- **WHAT YOU NEED TO DO**
Find the line that contains "I would be grateful for your help identifying the fox paw" and print it and every line after it, exactly, please.

- **ITEMS**
——————————

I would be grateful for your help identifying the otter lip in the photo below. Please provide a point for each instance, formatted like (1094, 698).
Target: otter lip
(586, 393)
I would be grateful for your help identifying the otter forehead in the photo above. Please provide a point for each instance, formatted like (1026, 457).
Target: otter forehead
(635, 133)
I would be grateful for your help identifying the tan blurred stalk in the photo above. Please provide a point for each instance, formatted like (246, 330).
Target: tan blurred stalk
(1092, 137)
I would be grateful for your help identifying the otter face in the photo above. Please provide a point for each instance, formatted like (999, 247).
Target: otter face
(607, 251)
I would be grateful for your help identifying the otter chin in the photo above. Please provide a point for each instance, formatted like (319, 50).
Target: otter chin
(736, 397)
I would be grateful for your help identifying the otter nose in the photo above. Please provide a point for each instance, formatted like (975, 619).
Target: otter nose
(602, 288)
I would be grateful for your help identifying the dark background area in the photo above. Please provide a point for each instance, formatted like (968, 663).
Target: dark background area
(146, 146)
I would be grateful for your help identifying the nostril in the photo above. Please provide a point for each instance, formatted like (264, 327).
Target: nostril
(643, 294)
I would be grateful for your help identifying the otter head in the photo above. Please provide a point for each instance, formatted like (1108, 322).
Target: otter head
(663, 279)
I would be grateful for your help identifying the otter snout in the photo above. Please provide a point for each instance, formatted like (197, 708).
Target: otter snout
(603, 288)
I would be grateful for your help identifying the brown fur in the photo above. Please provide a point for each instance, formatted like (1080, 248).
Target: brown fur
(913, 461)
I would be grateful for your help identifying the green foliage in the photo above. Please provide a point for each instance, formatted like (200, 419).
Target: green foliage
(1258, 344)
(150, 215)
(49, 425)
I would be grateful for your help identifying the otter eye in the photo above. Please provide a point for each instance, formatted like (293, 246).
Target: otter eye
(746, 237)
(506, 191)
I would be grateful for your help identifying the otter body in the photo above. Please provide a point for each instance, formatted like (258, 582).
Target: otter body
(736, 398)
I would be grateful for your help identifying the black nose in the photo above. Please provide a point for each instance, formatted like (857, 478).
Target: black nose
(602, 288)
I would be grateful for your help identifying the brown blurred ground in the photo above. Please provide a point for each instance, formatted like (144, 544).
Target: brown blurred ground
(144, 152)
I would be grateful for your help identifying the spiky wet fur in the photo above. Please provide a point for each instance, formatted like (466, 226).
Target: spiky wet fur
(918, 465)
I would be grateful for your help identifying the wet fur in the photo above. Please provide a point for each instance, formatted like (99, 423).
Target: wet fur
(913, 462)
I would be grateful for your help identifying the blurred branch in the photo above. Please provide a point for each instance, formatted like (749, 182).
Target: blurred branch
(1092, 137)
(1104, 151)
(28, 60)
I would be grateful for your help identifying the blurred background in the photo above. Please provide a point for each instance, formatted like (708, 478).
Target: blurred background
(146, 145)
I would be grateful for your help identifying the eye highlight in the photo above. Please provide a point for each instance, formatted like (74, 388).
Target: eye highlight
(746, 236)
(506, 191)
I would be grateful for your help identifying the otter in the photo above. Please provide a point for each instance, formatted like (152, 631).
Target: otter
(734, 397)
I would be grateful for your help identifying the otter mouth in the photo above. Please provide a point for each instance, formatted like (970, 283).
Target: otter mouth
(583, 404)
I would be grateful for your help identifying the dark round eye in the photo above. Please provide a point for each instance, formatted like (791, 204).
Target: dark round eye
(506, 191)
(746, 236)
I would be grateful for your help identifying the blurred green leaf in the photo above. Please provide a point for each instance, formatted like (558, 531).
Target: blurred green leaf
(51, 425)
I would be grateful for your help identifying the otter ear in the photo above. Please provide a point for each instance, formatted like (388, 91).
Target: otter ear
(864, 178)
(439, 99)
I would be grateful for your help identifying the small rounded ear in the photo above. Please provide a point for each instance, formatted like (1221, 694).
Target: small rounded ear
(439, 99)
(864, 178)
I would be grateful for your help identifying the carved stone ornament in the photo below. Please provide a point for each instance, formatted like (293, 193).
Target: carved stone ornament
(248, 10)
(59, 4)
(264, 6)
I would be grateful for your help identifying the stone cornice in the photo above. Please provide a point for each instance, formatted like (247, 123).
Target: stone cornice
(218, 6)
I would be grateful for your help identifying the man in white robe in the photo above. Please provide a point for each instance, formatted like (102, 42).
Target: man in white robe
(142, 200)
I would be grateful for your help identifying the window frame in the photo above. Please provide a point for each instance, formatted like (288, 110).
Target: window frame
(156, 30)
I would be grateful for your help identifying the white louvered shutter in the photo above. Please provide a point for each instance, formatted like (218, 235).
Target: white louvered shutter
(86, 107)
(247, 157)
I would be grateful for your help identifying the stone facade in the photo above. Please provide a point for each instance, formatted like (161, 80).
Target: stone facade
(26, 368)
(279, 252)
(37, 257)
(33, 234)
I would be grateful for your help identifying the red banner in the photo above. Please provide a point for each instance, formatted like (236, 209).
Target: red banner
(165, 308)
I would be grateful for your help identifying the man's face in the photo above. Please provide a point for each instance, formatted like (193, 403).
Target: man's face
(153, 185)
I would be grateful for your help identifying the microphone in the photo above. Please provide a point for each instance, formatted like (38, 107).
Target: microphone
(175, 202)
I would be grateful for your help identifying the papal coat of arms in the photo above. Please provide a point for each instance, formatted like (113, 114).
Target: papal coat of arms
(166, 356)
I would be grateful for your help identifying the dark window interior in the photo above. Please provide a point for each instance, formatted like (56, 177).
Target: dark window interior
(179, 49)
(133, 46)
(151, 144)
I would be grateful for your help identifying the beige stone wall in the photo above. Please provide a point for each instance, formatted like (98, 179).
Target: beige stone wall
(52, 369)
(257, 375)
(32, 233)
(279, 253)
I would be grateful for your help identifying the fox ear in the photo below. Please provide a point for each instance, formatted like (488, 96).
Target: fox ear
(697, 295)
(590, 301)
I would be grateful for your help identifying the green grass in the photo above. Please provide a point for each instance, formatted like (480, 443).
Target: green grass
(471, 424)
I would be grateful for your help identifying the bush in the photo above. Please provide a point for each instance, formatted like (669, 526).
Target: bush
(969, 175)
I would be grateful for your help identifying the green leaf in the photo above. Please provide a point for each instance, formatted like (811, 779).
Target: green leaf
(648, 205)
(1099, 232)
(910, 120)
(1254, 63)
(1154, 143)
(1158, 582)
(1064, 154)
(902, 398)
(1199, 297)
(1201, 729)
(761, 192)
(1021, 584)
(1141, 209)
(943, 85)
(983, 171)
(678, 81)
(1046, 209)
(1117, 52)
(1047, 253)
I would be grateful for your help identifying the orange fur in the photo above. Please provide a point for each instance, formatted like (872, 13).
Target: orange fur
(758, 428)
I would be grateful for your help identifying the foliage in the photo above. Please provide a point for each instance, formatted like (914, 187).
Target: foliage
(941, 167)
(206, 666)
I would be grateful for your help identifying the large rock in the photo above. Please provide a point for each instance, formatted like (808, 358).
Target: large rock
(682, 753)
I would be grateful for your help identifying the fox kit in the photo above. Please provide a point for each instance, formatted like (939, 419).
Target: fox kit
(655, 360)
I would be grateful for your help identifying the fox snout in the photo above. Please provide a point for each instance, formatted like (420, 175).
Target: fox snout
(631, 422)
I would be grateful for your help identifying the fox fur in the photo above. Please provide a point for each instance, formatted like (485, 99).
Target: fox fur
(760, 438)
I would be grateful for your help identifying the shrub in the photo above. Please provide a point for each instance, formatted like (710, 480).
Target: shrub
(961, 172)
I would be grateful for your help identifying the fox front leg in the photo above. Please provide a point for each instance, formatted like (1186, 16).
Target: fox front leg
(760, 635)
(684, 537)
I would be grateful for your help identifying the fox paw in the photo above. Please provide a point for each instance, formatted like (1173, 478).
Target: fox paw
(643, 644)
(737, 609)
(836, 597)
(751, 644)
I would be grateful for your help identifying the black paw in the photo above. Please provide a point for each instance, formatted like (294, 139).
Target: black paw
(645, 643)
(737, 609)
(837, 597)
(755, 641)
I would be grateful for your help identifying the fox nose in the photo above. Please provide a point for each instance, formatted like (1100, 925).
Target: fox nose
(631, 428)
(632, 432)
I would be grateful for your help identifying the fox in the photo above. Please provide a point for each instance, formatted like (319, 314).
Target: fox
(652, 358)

——————————

- **SOLUTION**
I would be grateful for your help identifying the fox paw in the photo above. Please provide a point for each instance, formatted like (1173, 478).
Target: fox paw
(643, 644)
(737, 609)
(836, 597)
(751, 644)
I would be grateful for your help identifying the black paw in the photo above. Please provide a point for each instance, formatted like (294, 139).
Target: black paw
(645, 643)
(737, 609)
(837, 597)
(755, 641)
I would be grateful for your help identifying the fox nose in the photo above. Please provide a point for each instance, formatted like (1100, 925).
Target: fox nose
(631, 428)
(632, 432)
I would be grateful for your help identifying the fox in the photo above. Please provide a point for each instance, formatted like (319, 314).
Target: fox
(652, 358)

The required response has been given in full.